PROMPT: Among the following entries, how many lines hold the string "wooden"? State only the number.

■ ■ ■ ■ ■ ■ ■

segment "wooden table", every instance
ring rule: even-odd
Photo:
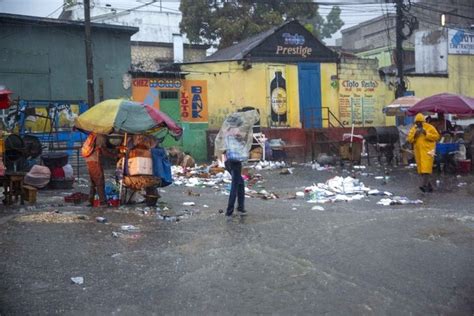
[[[11,205],[20,198],[20,204],[23,205],[23,179],[26,172],[7,171],[4,176],[0,176],[0,184],[3,186],[3,204]]]

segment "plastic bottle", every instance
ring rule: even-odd
[[[99,207],[100,206],[100,199],[99,199],[99,195],[96,194],[94,195],[94,207]]]

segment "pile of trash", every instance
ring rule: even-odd
[[[255,170],[275,170],[280,168],[287,168],[288,164],[284,161],[259,161],[253,165],[249,165],[249,168]]]
[[[215,187],[217,184],[231,181],[231,175],[222,167],[196,166],[195,168],[183,168],[172,166],[174,184],[187,187]]]
[[[370,189],[359,179],[350,176],[345,178],[336,176],[326,183],[313,184],[305,188],[308,203],[349,202],[361,200],[369,195],[392,196],[392,193]]]

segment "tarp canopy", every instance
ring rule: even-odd
[[[75,126],[98,134],[125,132],[153,134],[162,128],[179,138],[183,129],[165,113],[139,102],[110,99],[94,105],[76,118]]]

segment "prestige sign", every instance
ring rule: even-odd
[[[298,33],[290,34],[283,33],[283,45],[277,45],[276,55],[295,55],[306,58],[311,55],[313,49],[308,46],[303,46],[305,43],[305,38]]]

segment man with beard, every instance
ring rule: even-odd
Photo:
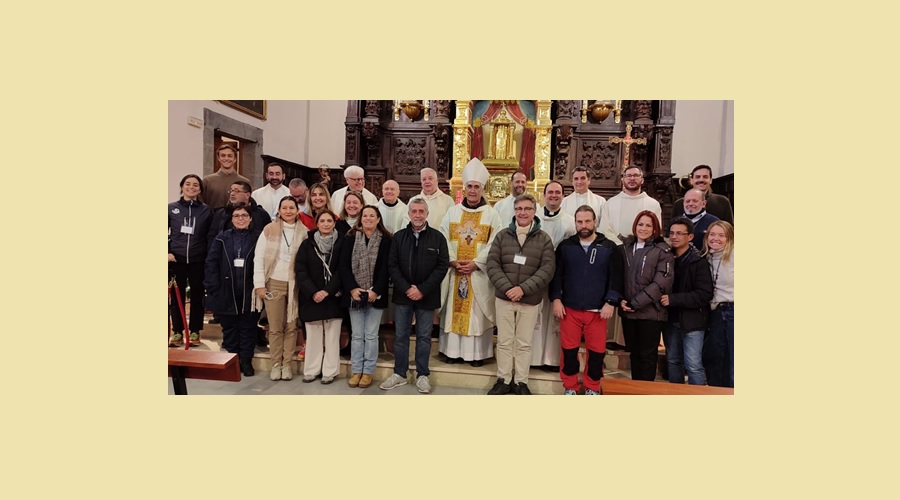
[[[706,211],[732,226],[734,225],[734,209],[728,198],[712,192],[712,168],[709,165],[697,165],[691,170],[691,187],[699,189],[706,197]],[[684,215],[684,198],[675,200],[672,205],[672,219]],[[696,242],[694,243],[696,245]]]
[[[331,207],[334,209],[332,210],[334,213],[340,215],[341,209],[344,208],[344,197],[347,196],[347,191],[362,193],[364,205],[375,206],[378,204],[378,198],[366,189],[366,171],[362,167],[350,165],[345,168],[344,180],[347,181],[347,185],[331,193]]]
[[[266,167],[266,182],[268,184],[253,192],[253,199],[266,209],[271,222],[278,216],[278,203],[285,196],[290,196],[291,190],[284,185],[284,168],[277,163]]]
[[[578,348],[584,335],[584,393],[603,394],[606,321],[622,299],[624,266],[616,244],[596,232],[597,216],[589,206],[575,212],[577,234],[556,249],[556,274],[550,283],[553,315],[560,320],[562,379],[566,395],[578,394]]]
[[[216,210],[216,213],[213,215],[212,225],[209,227],[209,235],[206,238],[209,245],[213,244],[216,236],[220,233],[234,227],[227,209],[238,204],[246,205],[247,213],[251,216],[250,231],[262,232],[266,224],[272,222],[272,218],[266,212],[266,209],[259,206],[256,200],[250,196],[250,184],[244,181],[235,181],[228,191],[228,205]]]
[[[497,203],[494,203],[494,210],[496,210],[497,214],[500,215],[500,220],[504,224],[509,224],[510,222],[512,222],[513,215],[515,215],[513,205],[515,204],[516,198],[518,196],[525,194],[525,188],[527,187],[527,185],[528,176],[525,175],[525,172],[522,172],[521,170],[516,171],[509,178],[510,195],[498,201]],[[537,212],[535,212],[535,215],[540,215],[542,210],[543,209],[541,208],[541,205],[538,204]]]
[[[684,217],[694,224],[694,239],[691,246],[703,251],[703,240],[706,238],[706,230],[709,225],[719,220],[718,217],[706,211],[706,197],[699,189],[689,189],[684,193]]]
[[[494,236],[504,227],[483,196],[489,177],[478,158],[469,161],[462,171],[466,197],[447,210],[440,229],[447,239],[450,272],[441,287],[439,350],[448,363],[465,360],[475,367],[494,355],[494,287],[485,271]]]
[[[574,216],[578,207],[587,205],[594,209],[594,214],[599,217],[606,199],[591,192],[591,176],[586,167],[578,166],[572,171],[572,187],[575,191],[563,200],[562,209]]]
[[[563,211],[562,200],[562,184],[548,182],[544,186],[545,205],[539,214],[541,230],[550,235],[554,250],[562,240],[575,234],[575,217]],[[559,372],[559,320],[553,316],[553,308],[546,293],[531,339],[531,366],[540,366],[548,372]]]
[[[659,202],[641,191],[644,174],[640,167],[628,167],[622,172],[622,192],[613,196],[600,211],[598,231],[607,239],[621,245],[625,236],[631,235],[634,218],[644,210],[650,210],[662,220]]]
[[[391,234],[406,227],[409,224],[409,214],[406,203],[398,198],[400,196],[400,184],[397,181],[386,180],[381,185],[381,199],[378,200],[378,212],[381,213],[381,221]],[[433,229],[433,228],[432,228]]]
[[[250,179],[237,173],[237,149],[231,144],[222,144],[216,149],[216,161],[219,162],[219,170],[203,178],[203,193],[201,199],[212,210],[218,210],[228,204],[228,190],[231,184],[244,181],[250,184]]]
[[[299,177],[294,177],[288,184],[288,190],[291,192],[291,198],[300,206],[300,211],[303,211],[306,208],[306,192],[309,191],[309,188],[306,187],[306,181]]]

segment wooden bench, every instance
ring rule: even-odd
[[[669,382],[647,382],[604,377],[600,382],[603,394],[661,394],[661,395],[713,395],[733,396],[730,387],[711,387],[708,385],[670,384]]]
[[[224,380],[240,382],[241,369],[237,354],[184,349],[169,349],[169,376],[175,394],[187,394],[186,380]]]

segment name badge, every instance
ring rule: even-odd
[[[244,259],[234,259],[234,267],[244,267]]]
[[[525,263],[525,256],[522,255],[522,254],[520,254],[520,253],[517,253],[516,256],[513,257],[513,263],[514,263],[514,264],[519,264],[519,265],[524,264],[524,263]]]
[[[281,260],[282,262],[290,262],[291,261],[291,253],[290,252],[282,252],[278,256],[278,259]]]
[[[194,234],[194,226],[181,226],[181,232],[184,234]]]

■ ■ ■ ■ ■ ■ ■

SOLUTION FOR THIS PROBLEM: 2